Read the Christmas post below and decide whether each statement agrees with it, answering yes or no and quoting the exact words from the post that settle it. 1. A little hay served as the bed for the newborn. 2. The angels sang with gusto. 3. The post calls Christmas easy to take seriously.

• [Document excerpt]
"""

He darkens the door of our neighborhoods by being born in the alley, in a stable, among the animals within the dirt of their domicile and in the stinking dung of their latrine.  A little hay becomes the bed that should have belonged to a King.  A few shepherds should have been the whole world in kneeling adoration.  Angels sang in sweetness what a world should have proclaimed with gusto.  A Virgin Mother from nowhere's ville and a betrothed husband whose maiden was first the Mother of God before she was his wife -- where did He get this cast of characters?

Ah, but He came to us who were made by Him and we knew Him not.  The lavish and excessive grace of His birth made us fearful more than it bade us come -- what kind of God would be so foolish with His precious grace and what kind of God would stoop so low for a clearly undeserving people? 

In the end the thing that makes Christmas so great is the same thing that makes it so darn hard to take seriously -- it is grace beyond all measure, liberally applied, poured out in richest flowing stream...  That is what we meet in the Manger, what we see in the cross, what we find in the tomb missing its Lord... God grant us the Holy Spirit that this relentless and reckless grace may find in us faith to receive it, hearts to rejoice over it, gratitude to give thanks for it, and courage to share it with others with the same seemingly reckless abandon that God has given it to us...

A Blessed Nativity to all my readers.... Pastor Peters +

5 comments:

Anonymous said...

Grace is like the "bar tab of a
drunken sailor". Real classy
comparison for the Christmas Day
celebration of our Savior's birth.
This type of tasteless remark is why
blogging burnout is a serious
problem for some clergy.

J.G.F. said...

Obviously, Annonymous, you did not READ what Pr. Peters posted.

Blessed Christmass! And thank you for your insight, Larry.

Anonymous said...

"""

• [Data shown]

"""

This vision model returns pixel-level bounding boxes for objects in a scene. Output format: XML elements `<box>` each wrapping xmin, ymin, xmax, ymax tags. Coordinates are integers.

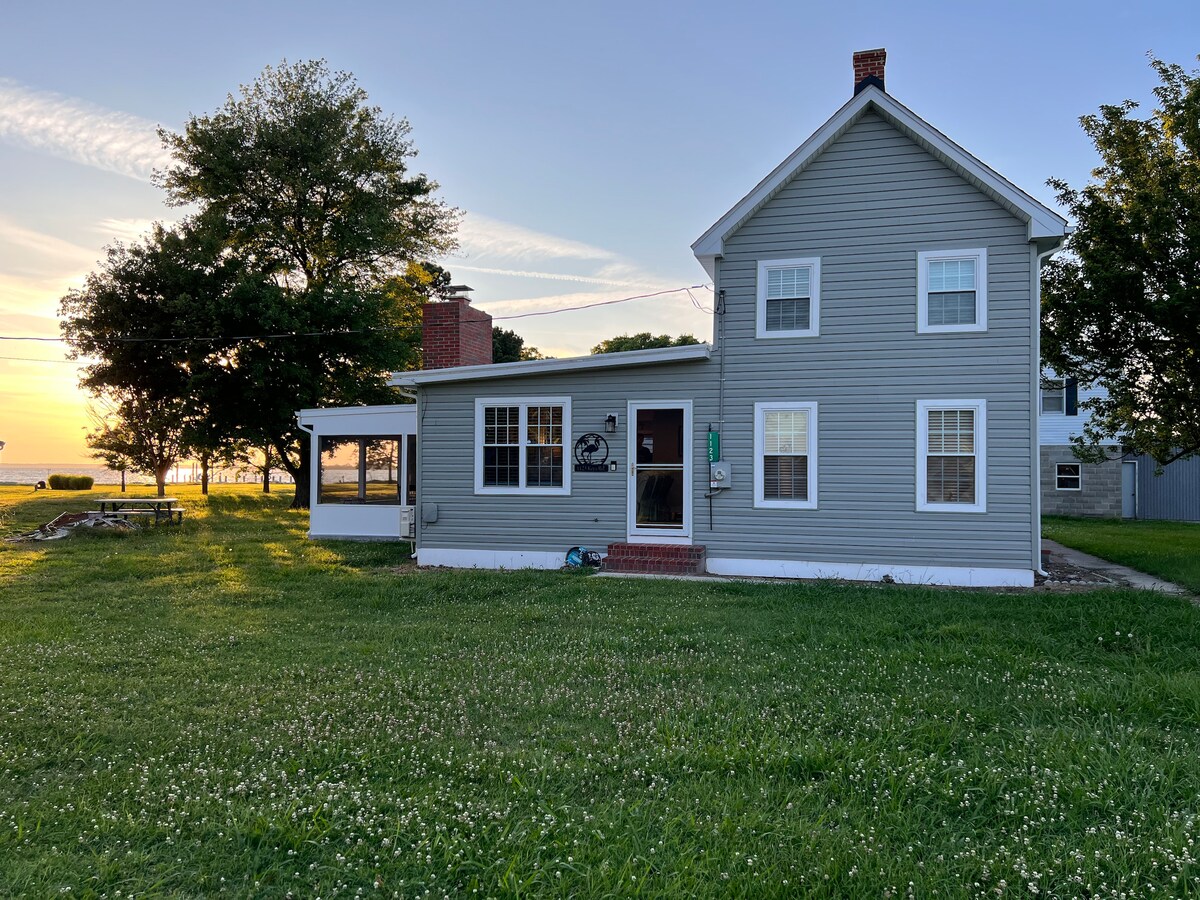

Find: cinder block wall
<box><xmin>1042</xmin><ymin>445</ymin><xmax>1121</xmax><ymax>518</ymax></box>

"""

• [Result for this task]
1. Yes: "A little hay becomes the bed that should have belonged to a King."
2. No: "Angels sang in sweetness what a world should have proclaimed with gusto."
3. No: "the same thing that makes it so darn hard to take seriously"